═════ Dataset entries

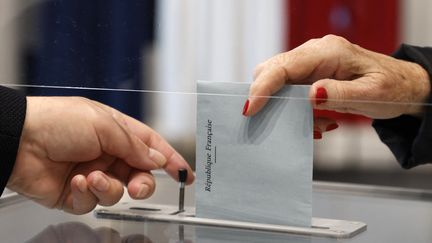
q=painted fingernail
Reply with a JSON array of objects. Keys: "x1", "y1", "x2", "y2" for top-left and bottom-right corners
[
  {"x1": 149, "y1": 148, "x2": 166, "y2": 167},
  {"x1": 137, "y1": 184, "x2": 150, "y2": 198},
  {"x1": 326, "y1": 123, "x2": 339, "y2": 132},
  {"x1": 315, "y1": 87, "x2": 327, "y2": 105},
  {"x1": 93, "y1": 175, "x2": 109, "y2": 192},
  {"x1": 243, "y1": 99, "x2": 249, "y2": 116}
]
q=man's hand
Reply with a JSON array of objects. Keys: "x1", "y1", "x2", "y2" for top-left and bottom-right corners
[{"x1": 7, "y1": 97, "x2": 194, "y2": 214}]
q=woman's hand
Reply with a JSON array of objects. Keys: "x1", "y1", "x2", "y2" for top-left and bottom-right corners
[
  {"x1": 7, "y1": 97, "x2": 194, "y2": 214},
  {"x1": 244, "y1": 35, "x2": 431, "y2": 136}
]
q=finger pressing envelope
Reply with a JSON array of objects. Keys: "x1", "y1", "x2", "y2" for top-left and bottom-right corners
[
  {"x1": 309, "y1": 77, "x2": 376, "y2": 115},
  {"x1": 87, "y1": 171, "x2": 124, "y2": 206},
  {"x1": 127, "y1": 170, "x2": 156, "y2": 199},
  {"x1": 120, "y1": 115, "x2": 194, "y2": 184},
  {"x1": 63, "y1": 175, "x2": 98, "y2": 214},
  {"x1": 244, "y1": 42, "x2": 337, "y2": 116},
  {"x1": 95, "y1": 112, "x2": 166, "y2": 170}
]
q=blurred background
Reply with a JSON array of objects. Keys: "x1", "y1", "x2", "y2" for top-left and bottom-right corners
[{"x1": 0, "y1": 0, "x2": 432, "y2": 188}]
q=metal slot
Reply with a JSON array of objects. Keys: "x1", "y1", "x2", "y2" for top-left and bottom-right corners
[{"x1": 94, "y1": 205, "x2": 367, "y2": 238}]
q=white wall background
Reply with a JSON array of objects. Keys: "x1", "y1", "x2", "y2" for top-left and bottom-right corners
[{"x1": 152, "y1": 0, "x2": 285, "y2": 138}]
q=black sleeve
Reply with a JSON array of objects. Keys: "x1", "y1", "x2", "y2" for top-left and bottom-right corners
[
  {"x1": 372, "y1": 44, "x2": 432, "y2": 169},
  {"x1": 0, "y1": 86, "x2": 27, "y2": 193}
]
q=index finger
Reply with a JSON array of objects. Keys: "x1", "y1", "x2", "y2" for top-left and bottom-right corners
[
  {"x1": 124, "y1": 115, "x2": 194, "y2": 184},
  {"x1": 244, "y1": 36, "x2": 340, "y2": 116}
]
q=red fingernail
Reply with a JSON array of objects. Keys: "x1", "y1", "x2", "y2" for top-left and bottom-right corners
[
  {"x1": 315, "y1": 87, "x2": 327, "y2": 105},
  {"x1": 243, "y1": 99, "x2": 249, "y2": 116},
  {"x1": 326, "y1": 123, "x2": 339, "y2": 132}
]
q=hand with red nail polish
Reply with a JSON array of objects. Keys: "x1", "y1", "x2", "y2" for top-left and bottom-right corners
[
  {"x1": 247, "y1": 35, "x2": 431, "y2": 119},
  {"x1": 7, "y1": 97, "x2": 194, "y2": 214}
]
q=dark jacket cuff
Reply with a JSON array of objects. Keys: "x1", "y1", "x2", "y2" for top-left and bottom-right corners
[
  {"x1": 372, "y1": 44, "x2": 432, "y2": 169},
  {"x1": 0, "y1": 86, "x2": 27, "y2": 193}
]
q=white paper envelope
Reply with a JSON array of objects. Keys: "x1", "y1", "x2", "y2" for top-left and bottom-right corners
[{"x1": 195, "y1": 81, "x2": 313, "y2": 227}]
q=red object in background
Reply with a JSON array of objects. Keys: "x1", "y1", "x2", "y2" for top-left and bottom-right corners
[{"x1": 286, "y1": 0, "x2": 400, "y2": 122}]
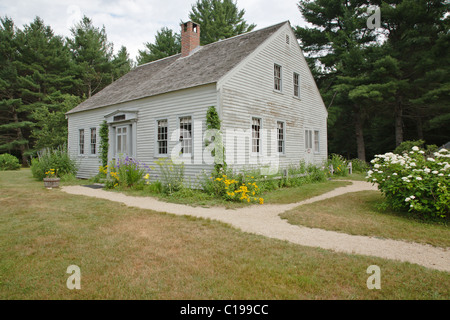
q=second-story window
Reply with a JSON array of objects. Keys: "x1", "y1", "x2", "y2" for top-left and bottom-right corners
[
  {"x1": 294, "y1": 72, "x2": 300, "y2": 98},
  {"x1": 273, "y1": 64, "x2": 281, "y2": 91}
]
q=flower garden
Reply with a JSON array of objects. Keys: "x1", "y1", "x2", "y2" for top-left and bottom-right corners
[{"x1": 366, "y1": 146, "x2": 450, "y2": 219}]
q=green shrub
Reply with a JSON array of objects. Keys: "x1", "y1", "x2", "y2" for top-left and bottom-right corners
[
  {"x1": 351, "y1": 159, "x2": 369, "y2": 173},
  {"x1": 366, "y1": 146, "x2": 450, "y2": 218},
  {"x1": 106, "y1": 156, "x2": 150, "y2": 189},
  {"x1": 31, "y1": 146, "x2": 77, "y2": 180},
  {"x1": 327, "y1": 153, "x2": 348, "y2": 177},
  {"x1": 0, "y1": 153, "x2": 20, "y2": 171},
  {"x1": 155, "y1": 158, "x2": 184, "y2": 194}
]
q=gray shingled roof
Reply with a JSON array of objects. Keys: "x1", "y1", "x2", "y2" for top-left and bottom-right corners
[{"x1": 67, "y1": 22, "x2": 287, "y2": 114}]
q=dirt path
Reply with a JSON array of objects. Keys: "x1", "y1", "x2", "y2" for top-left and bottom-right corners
[{"x1": 62, "y1": 181, "x2": 450, "y2": 272}]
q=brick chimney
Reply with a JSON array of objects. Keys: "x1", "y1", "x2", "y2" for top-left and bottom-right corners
[{"x1": 181, "y1": 21, "x2": 200, "y2": 57}]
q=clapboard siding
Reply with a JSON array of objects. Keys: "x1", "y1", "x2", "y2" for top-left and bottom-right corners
[
  {"x1": 68, "y1": 84, "x2": 217, "y2": 181},
  {"x1": 218, "y1": 24, "x2": 327, "y2": 172}
]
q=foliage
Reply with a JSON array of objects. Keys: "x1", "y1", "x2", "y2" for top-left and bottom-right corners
[
  {"x1": 0, "y1": 153, "x2": 20, "y2": 171},
  {"x1": 205, "y1": 106, "x2": 226, "y2": 172},
  {"x1": 351, "y1": 159, "x2": 369, "y2": 173},
  {"x1": 189, "y1": 0, "x2": 256, "y2": 45},
  {"x1": 367, "y1": 146, "x2": 450, "y2": 218},
  {"x1": 31, "y1": 145, "x2": 77, "y2": 180},
  {"x1": 392, "y1": 140, "x2": 438, "y2": 156},
  {"x1": 31, "y1": 94, "x2": 81, "y2": 150},
  {"x1": 199, "y1": 161, "x2": 327, "y2": 204},
  {"x1": 0, "y1": 17, "x2": 132, "y2": 165},
  {"x1": 105, "y1": 156, "x2": 150, "y2": 188},
  {"x1": 137, "y1": 27, "x2": 181, "y2": 65},
  {"x1": 328, "y1": 153, "x2": 348, "y2": 177},
  {"x1": 45, "y1": 169, "x2": 58, "y2": 178},
  {"x1": 99, "y1": 121, "x2": 109, "y2": 167},
  {"x1": 205, "y1": 170, "x2": 264, "y2": 204},
  {"x1": 294, "y1": 0, "x2": 450, "y2": 160},
  {"x1": 156, "y1": 158, "x2": 184, "y2": 194}
]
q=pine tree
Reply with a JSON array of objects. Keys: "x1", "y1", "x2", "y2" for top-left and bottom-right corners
[
  {"x1": 111, "y1": 46, "x2": 133, "y2": 81},
  {"x1": 67, "y1": 16, "x2": 113, "y2": 98},
  {"x1": 189, "y1": 0, "x2": 256, "y2": 45},
  {"x1": 137, "y1": 27, "x2": 181, "y2": 65}
]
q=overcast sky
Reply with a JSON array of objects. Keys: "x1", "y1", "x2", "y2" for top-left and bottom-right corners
[{"x1": 0, "y1": 0, "x2": 304, "y2": 59}]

══════════

- _What the exercise asks_
Collect every line of the records that contains the string "background", matching case exactly.

- _Response to this exercise_
q=blurred background
q=white wall background
q=red object in background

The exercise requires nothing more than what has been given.